S10: But there is a temptation then that you could put one of those out every week or a couple of those out every week, and you’ll get a lot of Twitter support. And the people who use your show as a form of media resistance will like it. But that’s not necessarily what you want to be doing with reliable sources. That’s not and that’s it’s tempting, but it’s not necessarily, I think, how you want to be positioning yourself. So how do you weigh the law of putting that out there, knowing it will get a great reaction with the responsibility of, you know, I want to sometimes hold my fire or I don’t want to treat everything as if it is a catastrophe, because then I wind up catastrophizing the ordinary where there are a lot of catastrophes out there.
S9: But yes, I agree with you in spirit. I think the reason why you see more of these monologues or essays on CNN is because it’s a really effective way to unpack all the nonsense and all the noise rather than having a debate between guests or rather than bringing on a reporter who will say, well, here’s what the Trump campaign said in response. No, no, no, no, no. If they’re lying, we shouldn’t give that as much weight as we should give the truth. And so I think these monologues are a way for the anchors to look at the viewers and say, hey, look, I know the world is crazy and I know what this guy just said is crazy. Here’s here’s what’s true. And by the way, we see it also, you’re not alone. You’re not the only one that sees that this is crazy. I think it’s going a lot of the monologues have been like, Anderson, you mentioned, Anderson, has been about gaslighting a lot. Right. And you’re trying to cut through all that nonsense. But to your point, those monologues might take up five minutes on an hour long program. But I am more interested in getting out of the way and hearing from Mary Trump or hearing from Carl Bernstein or hearing from newsmakers. That is a better that’s the most valuable. That’s the the biggest value add that I can bring, I think.

== == ==

Task statement. Reproduce, word for word, the stretch of the transcript from "S10: But there" through "catastrophes out there.".

== == ==

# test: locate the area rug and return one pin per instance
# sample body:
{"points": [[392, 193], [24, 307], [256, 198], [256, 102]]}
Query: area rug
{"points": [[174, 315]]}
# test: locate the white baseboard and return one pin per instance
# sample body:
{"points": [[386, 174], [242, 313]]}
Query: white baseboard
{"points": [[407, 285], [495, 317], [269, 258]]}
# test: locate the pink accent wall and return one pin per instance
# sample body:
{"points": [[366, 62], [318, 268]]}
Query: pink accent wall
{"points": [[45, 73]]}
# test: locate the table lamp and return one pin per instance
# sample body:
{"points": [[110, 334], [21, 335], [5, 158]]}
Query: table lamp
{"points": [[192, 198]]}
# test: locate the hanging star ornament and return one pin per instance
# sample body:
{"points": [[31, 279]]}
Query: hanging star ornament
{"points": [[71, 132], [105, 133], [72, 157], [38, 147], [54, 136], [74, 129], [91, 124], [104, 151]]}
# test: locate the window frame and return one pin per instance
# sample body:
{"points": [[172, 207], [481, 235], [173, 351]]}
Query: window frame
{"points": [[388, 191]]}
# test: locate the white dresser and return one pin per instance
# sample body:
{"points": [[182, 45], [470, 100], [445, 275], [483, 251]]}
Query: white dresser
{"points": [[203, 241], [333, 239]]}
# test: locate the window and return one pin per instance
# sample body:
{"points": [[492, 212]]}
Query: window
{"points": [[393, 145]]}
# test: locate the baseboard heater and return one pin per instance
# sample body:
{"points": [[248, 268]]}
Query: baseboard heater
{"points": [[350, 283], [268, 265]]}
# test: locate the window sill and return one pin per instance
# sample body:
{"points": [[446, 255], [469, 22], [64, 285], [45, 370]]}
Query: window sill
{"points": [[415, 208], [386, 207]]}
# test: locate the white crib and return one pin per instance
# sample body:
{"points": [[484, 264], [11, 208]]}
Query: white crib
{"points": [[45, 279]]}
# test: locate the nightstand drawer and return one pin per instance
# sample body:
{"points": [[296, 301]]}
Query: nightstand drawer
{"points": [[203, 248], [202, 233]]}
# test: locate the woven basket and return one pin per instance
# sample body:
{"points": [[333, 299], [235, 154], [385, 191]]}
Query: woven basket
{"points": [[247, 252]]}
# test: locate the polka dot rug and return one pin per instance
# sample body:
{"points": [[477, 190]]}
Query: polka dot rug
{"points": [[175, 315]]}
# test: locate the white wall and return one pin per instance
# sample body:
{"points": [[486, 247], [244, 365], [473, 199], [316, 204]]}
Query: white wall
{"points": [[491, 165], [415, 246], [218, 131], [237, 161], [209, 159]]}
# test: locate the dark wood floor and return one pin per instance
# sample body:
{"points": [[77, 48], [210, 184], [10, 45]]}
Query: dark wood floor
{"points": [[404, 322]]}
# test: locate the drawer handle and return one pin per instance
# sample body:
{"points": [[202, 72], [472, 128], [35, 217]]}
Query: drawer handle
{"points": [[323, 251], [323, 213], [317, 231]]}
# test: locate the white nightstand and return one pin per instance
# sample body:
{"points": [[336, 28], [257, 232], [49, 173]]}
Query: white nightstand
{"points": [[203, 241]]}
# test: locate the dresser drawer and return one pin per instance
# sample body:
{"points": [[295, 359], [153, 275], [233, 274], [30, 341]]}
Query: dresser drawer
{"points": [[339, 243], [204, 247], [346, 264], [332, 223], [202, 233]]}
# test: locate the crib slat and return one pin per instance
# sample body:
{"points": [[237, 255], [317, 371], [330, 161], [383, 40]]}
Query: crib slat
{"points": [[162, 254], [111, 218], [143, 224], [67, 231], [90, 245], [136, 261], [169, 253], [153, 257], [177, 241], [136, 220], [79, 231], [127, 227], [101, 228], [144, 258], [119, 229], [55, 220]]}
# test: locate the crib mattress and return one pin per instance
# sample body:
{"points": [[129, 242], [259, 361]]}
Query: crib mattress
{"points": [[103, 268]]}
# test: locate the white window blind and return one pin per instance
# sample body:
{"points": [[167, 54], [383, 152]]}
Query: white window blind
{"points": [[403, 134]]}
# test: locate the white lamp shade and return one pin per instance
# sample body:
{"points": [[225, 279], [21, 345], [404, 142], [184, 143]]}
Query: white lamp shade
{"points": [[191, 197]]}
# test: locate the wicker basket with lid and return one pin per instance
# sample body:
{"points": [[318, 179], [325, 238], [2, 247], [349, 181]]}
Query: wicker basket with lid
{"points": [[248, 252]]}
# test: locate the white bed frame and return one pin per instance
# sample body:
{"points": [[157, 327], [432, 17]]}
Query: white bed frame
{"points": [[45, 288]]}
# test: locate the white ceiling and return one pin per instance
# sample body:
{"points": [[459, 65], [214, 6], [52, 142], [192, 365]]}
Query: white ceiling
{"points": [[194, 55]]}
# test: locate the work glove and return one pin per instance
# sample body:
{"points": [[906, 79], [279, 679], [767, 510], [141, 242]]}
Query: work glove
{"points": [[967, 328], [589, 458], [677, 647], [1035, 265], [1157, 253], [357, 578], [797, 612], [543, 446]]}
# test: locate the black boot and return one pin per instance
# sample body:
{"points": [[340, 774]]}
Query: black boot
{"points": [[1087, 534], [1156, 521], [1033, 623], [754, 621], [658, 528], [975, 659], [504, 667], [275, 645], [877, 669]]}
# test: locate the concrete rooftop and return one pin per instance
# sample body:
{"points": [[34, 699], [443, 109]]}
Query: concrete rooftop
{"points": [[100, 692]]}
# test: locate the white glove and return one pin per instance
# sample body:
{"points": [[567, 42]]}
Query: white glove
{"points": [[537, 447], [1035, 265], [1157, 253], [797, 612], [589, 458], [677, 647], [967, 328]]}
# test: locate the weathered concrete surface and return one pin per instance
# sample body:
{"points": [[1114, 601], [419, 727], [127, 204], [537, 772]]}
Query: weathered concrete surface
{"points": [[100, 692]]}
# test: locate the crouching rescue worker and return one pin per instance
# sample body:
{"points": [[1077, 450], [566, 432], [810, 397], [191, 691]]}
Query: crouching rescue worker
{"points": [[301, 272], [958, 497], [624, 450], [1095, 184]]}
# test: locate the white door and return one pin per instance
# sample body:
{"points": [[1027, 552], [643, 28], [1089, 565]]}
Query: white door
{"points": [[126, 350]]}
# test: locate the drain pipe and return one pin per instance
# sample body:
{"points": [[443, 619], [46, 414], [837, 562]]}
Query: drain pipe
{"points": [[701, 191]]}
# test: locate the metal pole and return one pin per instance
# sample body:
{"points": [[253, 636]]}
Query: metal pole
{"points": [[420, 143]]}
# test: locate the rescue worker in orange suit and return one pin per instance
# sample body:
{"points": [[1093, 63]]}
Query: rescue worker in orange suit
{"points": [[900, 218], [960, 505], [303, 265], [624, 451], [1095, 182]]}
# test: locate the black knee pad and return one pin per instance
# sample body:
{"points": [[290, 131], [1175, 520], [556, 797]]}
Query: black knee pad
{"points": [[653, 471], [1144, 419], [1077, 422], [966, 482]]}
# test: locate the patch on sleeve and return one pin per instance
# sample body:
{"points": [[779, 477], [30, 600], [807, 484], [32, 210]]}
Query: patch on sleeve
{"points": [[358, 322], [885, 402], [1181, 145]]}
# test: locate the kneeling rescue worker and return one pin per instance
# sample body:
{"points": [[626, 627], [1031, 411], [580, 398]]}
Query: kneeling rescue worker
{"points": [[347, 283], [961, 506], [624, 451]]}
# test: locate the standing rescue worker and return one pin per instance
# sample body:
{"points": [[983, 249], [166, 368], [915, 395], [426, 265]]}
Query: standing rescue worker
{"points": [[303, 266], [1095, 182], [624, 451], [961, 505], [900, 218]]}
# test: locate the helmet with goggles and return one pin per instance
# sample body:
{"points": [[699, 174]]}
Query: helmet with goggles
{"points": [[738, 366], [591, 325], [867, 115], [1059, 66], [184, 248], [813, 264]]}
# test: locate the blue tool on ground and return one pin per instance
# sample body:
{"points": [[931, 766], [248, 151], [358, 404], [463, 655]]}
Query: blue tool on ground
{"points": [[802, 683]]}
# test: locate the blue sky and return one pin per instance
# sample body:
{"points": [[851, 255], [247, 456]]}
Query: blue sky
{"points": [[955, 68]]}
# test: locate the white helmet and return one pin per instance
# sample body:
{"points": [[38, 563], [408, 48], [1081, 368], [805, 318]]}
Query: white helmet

== == ==

Finished task.
S10: But there is a temptation then that you could put one of those out every week or a couple of those out every week, and you’ll get a lot of Twitter support. And the people who use your show as a form of media resistance will like it. But that’s not necessarily what you want to be doing with reliable sources. That’s not and that’s it’s tempting, but it’s not necessarily, I think, how you want to be positioning yourself. So how do you weigh the law of putting that out there, knowing it will get a great reaction with the responsibility of, you know, I want to sometimes hold my fire or I don’t want to treat everything as if it is a catastrophe, because then I wind up catastrophizing the ordinary where there are a lot of catastrophes out there.